◆ GIVEN PROBLEM 1
In the records, from the line holding "Scientific specimen imaging: find the dense" through the line holding "[308,758,503,895]", inclusive, swap "bounding box" for "enclosing rectangle" and leave everything else unchanged.

◆ PASSAGE GIVEN
________________________________________

The French composer Georges Bizet was born in Paris in 1838, living most of his life on the southern slopes of Montmartre before dying just 36 years later, on 3 June 1875. He became a highly accomplished pianist, and also wrote orchestral music, piano pieces and almost 50 songs and various choral and incidental works, including music for the ballet L’Arlèsienne. But for all practical purposes his career may be seen as beginning and ending with opera.  

Georges was an only child, his father a hairdresser turned singing teacher with a few compositions to his name, and his mother a talented pianist who also came from a musical family. Georges’ introduction to music started when he was only four. When he was nine, having learnt all his parents could teach him, his father sought to procure his early admission to the Conservatoire. His talent was quickly recognised but, since the regular classes were already full, he began by studying the piano with Antoine Marmontel before being formally admitted, in 1849, just before his 11th birthday. 

He stayed at the Conservatoire till 1857. His teachers included Pierre Zimmerman, his future father-in-law Fromental Halévy and Charles Gounod, who took a great liking to him, arranging many of his works, thus allowing him to earn some money. He won numerous prizes, culminating, on his second attempt in 1857, in the coveted Prix de Rome, which enabled him to spend almost three years in Italy. These turned out to be the happiest years of his life. He was free of financial worries, took periodic holidays in the country, made friends easily despite being rather quick-tempered and started on or planned many new works. 

Bizet’s earliest compositions date from just before he turned 12. His first published works were two songs that appeared in 1854 but made very little impression at the time. A number of other student works date from this period, including his first dramatic composition, a one-act comic opera, La maison du docteur, seemingly intended only for private performance and with only the vocal score surviving. These were followed by his first significant orchestral works: an Overture in A and, in 1855, his finely crafted Symphony in C, nowadays familiar, although unperformed until 1935.

________________________________________

(Photo labels with bounding boxes)
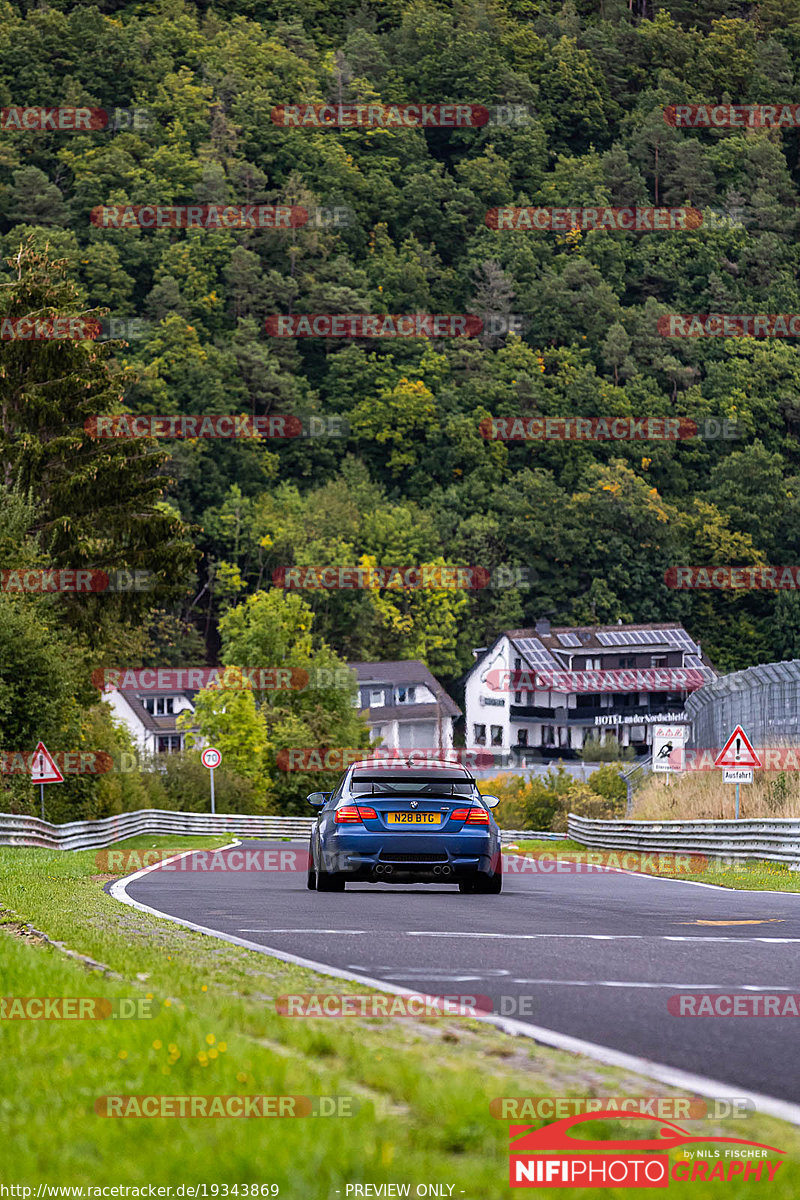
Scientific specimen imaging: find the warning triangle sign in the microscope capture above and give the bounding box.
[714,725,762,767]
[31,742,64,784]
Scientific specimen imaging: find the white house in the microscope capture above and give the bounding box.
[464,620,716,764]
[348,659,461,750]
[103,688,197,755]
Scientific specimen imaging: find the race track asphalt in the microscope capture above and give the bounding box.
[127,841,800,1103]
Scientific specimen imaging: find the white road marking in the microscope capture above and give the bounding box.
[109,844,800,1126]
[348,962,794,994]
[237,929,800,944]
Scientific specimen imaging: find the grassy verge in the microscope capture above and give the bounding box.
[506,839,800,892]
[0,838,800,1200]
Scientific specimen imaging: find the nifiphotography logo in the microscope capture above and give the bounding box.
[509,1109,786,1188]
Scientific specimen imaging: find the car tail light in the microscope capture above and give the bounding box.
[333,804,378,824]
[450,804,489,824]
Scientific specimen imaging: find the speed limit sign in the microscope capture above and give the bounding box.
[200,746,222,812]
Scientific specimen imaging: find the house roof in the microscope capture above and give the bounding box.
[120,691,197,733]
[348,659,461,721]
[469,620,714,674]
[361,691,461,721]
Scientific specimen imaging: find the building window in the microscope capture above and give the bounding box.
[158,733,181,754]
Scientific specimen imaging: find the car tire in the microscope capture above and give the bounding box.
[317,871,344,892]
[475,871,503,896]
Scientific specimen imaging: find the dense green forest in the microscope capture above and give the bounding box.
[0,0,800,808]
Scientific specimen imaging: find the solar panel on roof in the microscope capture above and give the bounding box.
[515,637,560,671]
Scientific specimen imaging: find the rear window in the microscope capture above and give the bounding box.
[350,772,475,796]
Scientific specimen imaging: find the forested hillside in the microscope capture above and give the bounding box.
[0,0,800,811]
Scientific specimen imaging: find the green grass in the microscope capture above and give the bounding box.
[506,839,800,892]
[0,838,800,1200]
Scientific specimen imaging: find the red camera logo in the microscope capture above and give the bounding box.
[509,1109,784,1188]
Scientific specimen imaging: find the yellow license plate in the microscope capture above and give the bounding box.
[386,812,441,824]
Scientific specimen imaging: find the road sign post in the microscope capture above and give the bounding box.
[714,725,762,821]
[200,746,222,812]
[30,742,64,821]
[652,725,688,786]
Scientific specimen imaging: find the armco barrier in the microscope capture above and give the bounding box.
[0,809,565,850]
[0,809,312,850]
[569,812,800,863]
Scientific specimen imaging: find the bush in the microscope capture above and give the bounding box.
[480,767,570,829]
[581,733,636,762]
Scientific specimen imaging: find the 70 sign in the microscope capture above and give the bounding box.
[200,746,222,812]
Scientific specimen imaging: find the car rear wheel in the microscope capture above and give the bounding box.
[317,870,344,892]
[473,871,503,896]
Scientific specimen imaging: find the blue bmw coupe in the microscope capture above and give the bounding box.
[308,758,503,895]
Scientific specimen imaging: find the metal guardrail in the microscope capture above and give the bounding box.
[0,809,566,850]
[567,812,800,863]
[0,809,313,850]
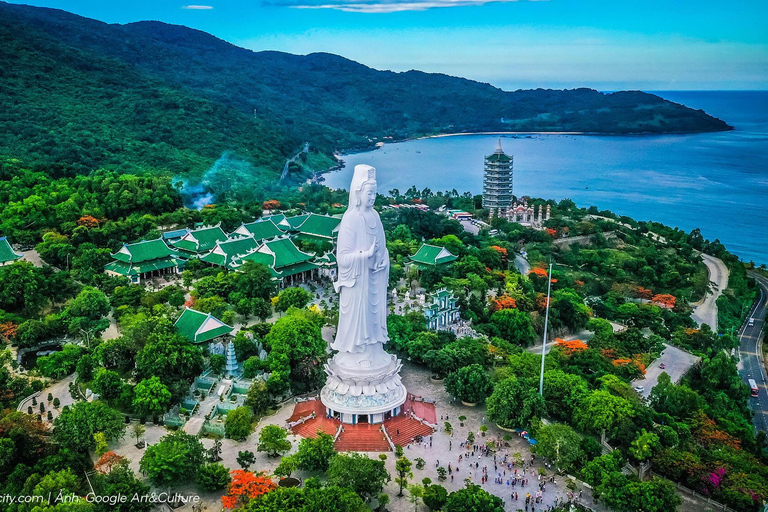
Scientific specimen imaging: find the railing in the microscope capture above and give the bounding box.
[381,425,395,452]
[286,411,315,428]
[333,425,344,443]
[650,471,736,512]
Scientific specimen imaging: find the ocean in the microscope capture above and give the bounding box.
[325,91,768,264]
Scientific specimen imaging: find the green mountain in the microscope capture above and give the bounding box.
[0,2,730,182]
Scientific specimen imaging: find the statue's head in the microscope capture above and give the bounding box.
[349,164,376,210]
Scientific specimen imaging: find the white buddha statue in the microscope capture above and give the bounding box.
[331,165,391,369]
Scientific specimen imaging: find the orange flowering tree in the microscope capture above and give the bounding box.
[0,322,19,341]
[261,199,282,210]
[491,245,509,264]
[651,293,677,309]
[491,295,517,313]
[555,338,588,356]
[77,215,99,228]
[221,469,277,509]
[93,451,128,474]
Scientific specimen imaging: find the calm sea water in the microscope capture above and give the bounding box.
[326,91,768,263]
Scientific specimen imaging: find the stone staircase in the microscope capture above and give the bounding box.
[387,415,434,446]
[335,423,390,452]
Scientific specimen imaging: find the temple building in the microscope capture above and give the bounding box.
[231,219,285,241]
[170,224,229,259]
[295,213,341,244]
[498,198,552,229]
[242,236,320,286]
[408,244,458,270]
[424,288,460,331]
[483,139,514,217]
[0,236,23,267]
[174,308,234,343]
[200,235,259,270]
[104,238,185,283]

________________________________________

◆ GIVEN PROBLEM 2
According to the passage on Georges Bizet, in what year did he win the Prix de Rome?

◆ TASK RESULT 1
Scientific specimen imaging: find the dense green forest in the microscope capture above and give the enclosing rectangle.
[0,0,800,808]
Scientific specimen imaging: find the solar panel on roof in the microscope capture above and give the enclosing rectangle.
[515,637,560,671]
Scientific specimen imaging: find the rear window in the microscope capture above and give the enclosing rectangle.
[350,772,475,796]
Scientific specimen imaging: find the forested hillside in the microscope capture above and give the enclosing rectangle.
[0,0,800,811]
Scientific specimen imaging: find the green grass in the microscope capture above and give the enclosing rectangle.
[506,839,800,892]
[0,838,800,1200]
Scientific specimen imaging: find the red camera logo in the microscope capture above and give the enclosing rectangle.
[509,1109,784,1188]
Scientific specimen imaging: find the yellow license plate in the microscope capture above and give the enclosing rectangle.
[386,812,441,824]
Scientific specimen imaging: find the road sign post in the microscope capture above and give the enclosing rectangle.
[714,725,762,821]
[200,746,222,812]
[30,742,64,821]
[652,725,688,786]
Scientific specimen imaging: find the armco barrier in the microscope capture above and give the enclosing rectangle.
[0,809,565,850]
[0,809,312,850]
[569,812,800,863]
Scientific specimen imaging: find the bush in the microscope capture above and give the enclosing rectangle.
[480,767,570,829]
[581,733,636,762]
Scientific specimen imaging: find the 70 sign in the microscope capture above and give the enclosing rectangle.
[200,746,222,812]
Scientific specimen imaging: find the car rear wheel in the microscope capture above and give the enclosing rectangle.
[317,870,344,892]
[473,871,503,896]
Scientific specimen imaging: find the blue bmw coupe in the microscope capture above and give the enclosing rectangle.
[308,758,503,895]

◆ TASK RESULT 2
He won it in 1857, on his second attempt.